§ **Supplied data**:

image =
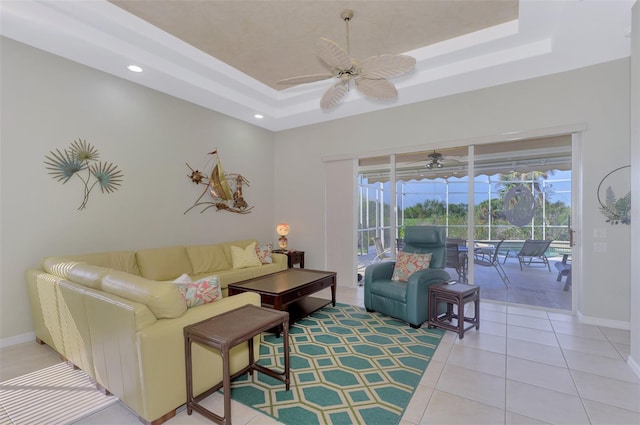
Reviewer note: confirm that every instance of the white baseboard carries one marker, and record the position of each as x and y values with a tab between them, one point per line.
634	366
598	321
18	339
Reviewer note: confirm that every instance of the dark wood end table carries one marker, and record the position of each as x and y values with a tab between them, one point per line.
223	332
458	294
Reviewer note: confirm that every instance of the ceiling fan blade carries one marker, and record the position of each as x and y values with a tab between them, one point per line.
333	96
304	79
332	54
386	66
377	89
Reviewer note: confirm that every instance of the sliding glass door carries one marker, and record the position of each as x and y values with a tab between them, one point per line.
521	191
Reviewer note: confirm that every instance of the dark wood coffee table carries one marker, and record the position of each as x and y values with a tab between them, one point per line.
289	290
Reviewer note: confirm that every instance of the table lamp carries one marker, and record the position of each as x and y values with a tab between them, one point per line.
283	230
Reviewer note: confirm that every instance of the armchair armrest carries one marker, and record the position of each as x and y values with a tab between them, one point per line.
418	290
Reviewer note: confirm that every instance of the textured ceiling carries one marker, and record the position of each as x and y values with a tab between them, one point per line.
273	40
227	55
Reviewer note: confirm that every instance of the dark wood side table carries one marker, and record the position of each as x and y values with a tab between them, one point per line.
458	294
223	332
293	257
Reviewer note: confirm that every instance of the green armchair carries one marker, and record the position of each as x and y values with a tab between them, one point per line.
408	301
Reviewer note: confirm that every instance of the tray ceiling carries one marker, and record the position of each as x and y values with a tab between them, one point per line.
226	55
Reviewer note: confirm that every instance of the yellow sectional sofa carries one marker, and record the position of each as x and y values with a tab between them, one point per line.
119	317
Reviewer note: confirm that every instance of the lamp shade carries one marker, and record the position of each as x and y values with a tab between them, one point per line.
282	229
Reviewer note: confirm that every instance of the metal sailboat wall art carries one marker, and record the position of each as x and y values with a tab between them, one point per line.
224	188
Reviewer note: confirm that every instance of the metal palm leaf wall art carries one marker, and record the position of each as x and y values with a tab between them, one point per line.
224	188
80	159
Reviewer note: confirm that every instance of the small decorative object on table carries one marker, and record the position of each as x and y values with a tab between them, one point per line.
293	257
458	294
282	229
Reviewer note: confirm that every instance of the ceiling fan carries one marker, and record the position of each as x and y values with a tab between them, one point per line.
369	76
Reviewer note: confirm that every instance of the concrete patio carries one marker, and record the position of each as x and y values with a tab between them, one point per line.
534	286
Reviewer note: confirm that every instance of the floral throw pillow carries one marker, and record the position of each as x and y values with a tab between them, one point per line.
407	264
203	291
264	253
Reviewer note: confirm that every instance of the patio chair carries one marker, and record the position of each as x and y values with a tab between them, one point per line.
381	253
457	260
489	258
532	252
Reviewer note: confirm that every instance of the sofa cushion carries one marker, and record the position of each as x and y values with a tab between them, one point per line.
163	263
408	263
241	244
264	253
59	266
88	275
247	257
163	298
118	260
207	258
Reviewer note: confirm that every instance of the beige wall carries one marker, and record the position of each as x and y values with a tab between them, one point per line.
634	357
47	102
597	97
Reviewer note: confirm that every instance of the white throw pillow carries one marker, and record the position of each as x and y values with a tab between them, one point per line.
183	278
241	258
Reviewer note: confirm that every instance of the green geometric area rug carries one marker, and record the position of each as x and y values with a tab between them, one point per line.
347	367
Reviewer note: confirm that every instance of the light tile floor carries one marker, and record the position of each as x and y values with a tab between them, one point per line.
524	366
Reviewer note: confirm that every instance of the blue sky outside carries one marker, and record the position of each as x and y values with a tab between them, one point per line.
557	187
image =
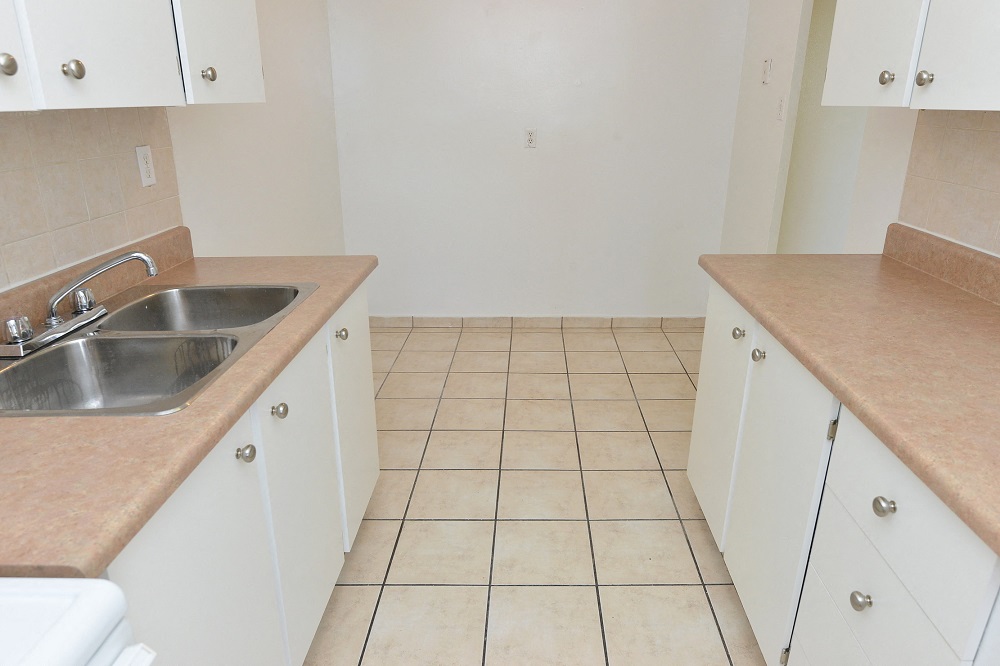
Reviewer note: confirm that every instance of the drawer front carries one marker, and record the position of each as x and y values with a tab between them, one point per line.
950	572
894	630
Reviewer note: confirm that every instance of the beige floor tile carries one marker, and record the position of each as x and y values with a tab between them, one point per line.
369	557
633	341
680	488
476	385
742	644
617	451
642	552
470	414
454	494
484	341
392	492
660	625
413	385
401	449
404	414
668	415
478	361
540	450
625	495
589	341
544	625
342	631
691	360
662	387
428	625
601	387
652	362
539	552
534	362
594	362
422	361
463	449
443	552
706	552
672	448
539	415
608	415
535	386
526	495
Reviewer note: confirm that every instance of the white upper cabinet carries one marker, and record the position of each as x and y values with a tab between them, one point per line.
220	51
873	52
15	91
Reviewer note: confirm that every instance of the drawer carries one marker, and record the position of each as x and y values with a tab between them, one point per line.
950	572
894	630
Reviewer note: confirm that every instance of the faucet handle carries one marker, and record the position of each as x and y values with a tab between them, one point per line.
17	329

§ **Problem description**: Starting at the line that contains "Reviewer note: confirm that every instance of the white upper" and running through the last of the lines above, write those lines out again with "faucet handle" replaced by "faucet lever" and nothing else changed.

§ **Answer to the exercise**:
Reviewer note: confirm that every instance of the white upper cabinet carries one marker, and record the position of each as x and y values with a tab between them, one point per line.
220	51
873	52
15	91
Reviewer note: confirm that every instance of the drawer carries one marker, and record the position of each as x and y values with a tab between them, one point per line.
950	572
894	630
Reviewer note: confirm that every instance of the faucet lever carries one marker, and record the position of each as x and y values with a tab between them, one point per line.
17	329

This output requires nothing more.